TASK PROMPT ▸ Transcribe every line, keeping it exact.

——

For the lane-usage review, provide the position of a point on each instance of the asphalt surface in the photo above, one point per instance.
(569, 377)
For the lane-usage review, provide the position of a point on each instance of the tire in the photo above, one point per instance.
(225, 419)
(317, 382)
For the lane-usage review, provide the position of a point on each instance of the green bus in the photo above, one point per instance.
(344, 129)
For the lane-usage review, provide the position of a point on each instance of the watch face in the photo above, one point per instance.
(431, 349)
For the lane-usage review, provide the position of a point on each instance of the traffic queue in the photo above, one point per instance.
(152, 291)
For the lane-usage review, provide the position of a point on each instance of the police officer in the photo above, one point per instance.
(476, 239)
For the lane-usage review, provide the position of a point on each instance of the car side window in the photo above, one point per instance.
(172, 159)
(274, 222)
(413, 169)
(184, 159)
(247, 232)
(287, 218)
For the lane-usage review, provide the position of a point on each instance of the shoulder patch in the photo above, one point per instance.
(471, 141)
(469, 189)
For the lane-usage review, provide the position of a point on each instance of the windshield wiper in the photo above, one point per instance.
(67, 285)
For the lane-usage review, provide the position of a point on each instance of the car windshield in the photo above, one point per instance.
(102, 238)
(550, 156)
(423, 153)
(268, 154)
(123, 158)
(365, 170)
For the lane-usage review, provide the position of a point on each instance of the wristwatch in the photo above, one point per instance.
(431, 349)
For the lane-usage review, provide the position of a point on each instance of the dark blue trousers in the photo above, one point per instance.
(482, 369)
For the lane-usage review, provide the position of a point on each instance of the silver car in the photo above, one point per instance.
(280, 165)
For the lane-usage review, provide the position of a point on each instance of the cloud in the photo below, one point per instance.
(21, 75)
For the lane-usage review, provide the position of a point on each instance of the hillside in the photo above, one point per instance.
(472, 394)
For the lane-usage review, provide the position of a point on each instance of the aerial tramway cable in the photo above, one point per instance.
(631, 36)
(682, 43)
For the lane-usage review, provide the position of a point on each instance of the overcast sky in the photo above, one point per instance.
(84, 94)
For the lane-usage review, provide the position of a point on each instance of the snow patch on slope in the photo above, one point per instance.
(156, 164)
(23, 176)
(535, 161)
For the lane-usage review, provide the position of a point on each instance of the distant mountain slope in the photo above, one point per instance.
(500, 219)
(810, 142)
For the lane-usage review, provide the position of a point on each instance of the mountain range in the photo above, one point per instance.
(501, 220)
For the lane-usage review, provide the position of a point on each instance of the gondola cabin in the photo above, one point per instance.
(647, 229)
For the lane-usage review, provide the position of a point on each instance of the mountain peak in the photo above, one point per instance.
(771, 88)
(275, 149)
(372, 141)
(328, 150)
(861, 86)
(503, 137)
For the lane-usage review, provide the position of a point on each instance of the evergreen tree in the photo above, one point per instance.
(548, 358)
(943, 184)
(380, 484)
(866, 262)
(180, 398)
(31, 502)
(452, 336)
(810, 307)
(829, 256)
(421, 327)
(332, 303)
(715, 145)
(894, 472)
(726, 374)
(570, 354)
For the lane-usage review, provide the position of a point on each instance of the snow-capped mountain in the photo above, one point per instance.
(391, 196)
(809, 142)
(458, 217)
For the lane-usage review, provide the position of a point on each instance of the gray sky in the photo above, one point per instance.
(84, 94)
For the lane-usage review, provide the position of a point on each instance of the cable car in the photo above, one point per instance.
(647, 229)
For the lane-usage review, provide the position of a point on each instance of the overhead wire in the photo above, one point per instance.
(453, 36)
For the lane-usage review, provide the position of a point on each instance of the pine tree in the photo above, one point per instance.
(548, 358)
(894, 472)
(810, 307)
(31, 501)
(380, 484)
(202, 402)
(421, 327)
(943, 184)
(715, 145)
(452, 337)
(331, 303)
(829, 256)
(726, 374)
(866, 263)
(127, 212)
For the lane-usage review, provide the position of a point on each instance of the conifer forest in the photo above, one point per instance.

——

TASK ANSWER ▸
For the lane-usage review, provide the position of a point on each instance of the asphalt surface in the photo above, one point per instance.
(569, 377)
For the lane-usage review, provide the position of a point on each instance of the tire in the photo above, one point per instance.
(225, 419)
(317, 382)
For the lane-usage review, provide the position of a point on each instance of the green bus in the photo above, one point per instance.
(344, 129)
For the lane-usage review, provide the position of a point on each instance of the watch face in the photo above, one point per instance.
(431, 349)
For the lane-usage review, provide the position of a point on each instance of the traffic queue in the photo above, one point per instance.
(152, 291)
For the lane-usage review, provide the position of a point on each instance of the police officer in the photo above, one point per instance.
(476, 239)
For the lane-usage review, provide the position of a point on each instance of the car side window in the photo above, one point per instance.
(172, 159)
(274, 222)
(413, 169)
(184, 159)
(247, 232)
(287, 218)
For the lane-usage review, provide the position of a point on each instance of the shoulder patch in the photo above, one point per instance.
(471, 141)
(469, 189)
For the lane-usage review, provide the position of a point on each instance of the windshield wiper in the photo above, one point per instance.
(67, 285)
For the lane-usage review, provide the position of a point on each instance of the car windshield in the photo above, one point per instance.
(102, 238)
(550, 156)
(423, 153)
(268, 154)
(123, 158)
(365, 170)
For the lane-usage review, provide the position of a point on each instance of the wristwatch in the photo above, one point per instance.
(431, 349)
For the lane-usage review, provide the position of a point on each instance of the dark blue trousers in the photo above, one point per instance.
(482, 369)
For the lane-usage review, provide the position of a point on each instance of the silver car in the photo above, one point per instance.
(280, 165)
For the lane-usage review, provide the position of a point on each instance of the cloud in the photo below, one point per instance.
(21, 75)
For the lane-usage review, provide the position of a point on each instance of the hillside in the photo above, one point per instance.
(472, 394)
For the lane-usage review, provide the position of a point on each instance of the aerial tramway cable in the photo above, one point per instance.
(631, 36)
(682, 43)
For the lane-usage review, provide the position of a point on each instance of the overcast sky in the photo above, one point per instance.
(84, 94)
For the lane-usage review, provide the position of a point on each instance of the snow patch on slope in the photo above, one point per instance.
(156, 164)
(23, 176)
(535, 161)
For the lane-usage review, provide the position of a point on each instance of the distant mountain slope in the photo above, one point per instance.
(500, 219)
(810, 142)
For the lane-usage review, provide the position of a point on each instance of the mountain range in the photo above, one point per instance.
(501, 220)
For the lane-usage review, provide the position of a point on each instance of the gondola cabin in the photo above, one point per instance.
(647, 229)
For the lane-usage review, provide the position of a point on each instance of the mountain peak in the photo above, one point per instance.
(771, 88)
(275, 149)
(372, 141)
(328, 150)
(861, 86)
(503, 137)
For the lane-usage review, provide the position of a point on each instance of the evergreen tree in the photo above, one point per instance.
(548, 358)
(943, 184)
(380, 484)
(866, 262)
(180, 398)
(31, 502)
(452, 336)
(810, 307)
(829, 256)
(421, 327)
(332, 303)
(715, 145)
(894, 472)
(726, 374)
(570, 354)
For the lane-usage review, provide the position of a point on each instance of the snow-capped mountain in the photo above, one point per instance.
(391, 196)
(809, 142)
(458, 217)
For the lane-usage review, provide the position of a point on each instance of the gray sky in the photo above, one point per instance.
(84, 94)
For the lane-usage review, provide the position of a point on each instance of the cable car in the photo above, one point per instance.
(647, 229)
For the lane-usage review, provide the position of a point on each instance of the overhead wire in the photo above, one point per instance.
(453, 36)
For the lane-usage review, provide the position of a point on each instance of the pine tree in the photo above, one point per instance.
(548, 358)
(894, 472)
(810, 307)
(31, 501)
(380, 484)
(202, 402)
(421, 327)
(943, 184)
(715, 145)
(452, 337)
(331, 303)
(829, 256)
(726, 374)
(866, 263)
(127, 212)
For the lane-usage review, provide the position of a point on each instance of the conifer forest in the photo above, one point per instance.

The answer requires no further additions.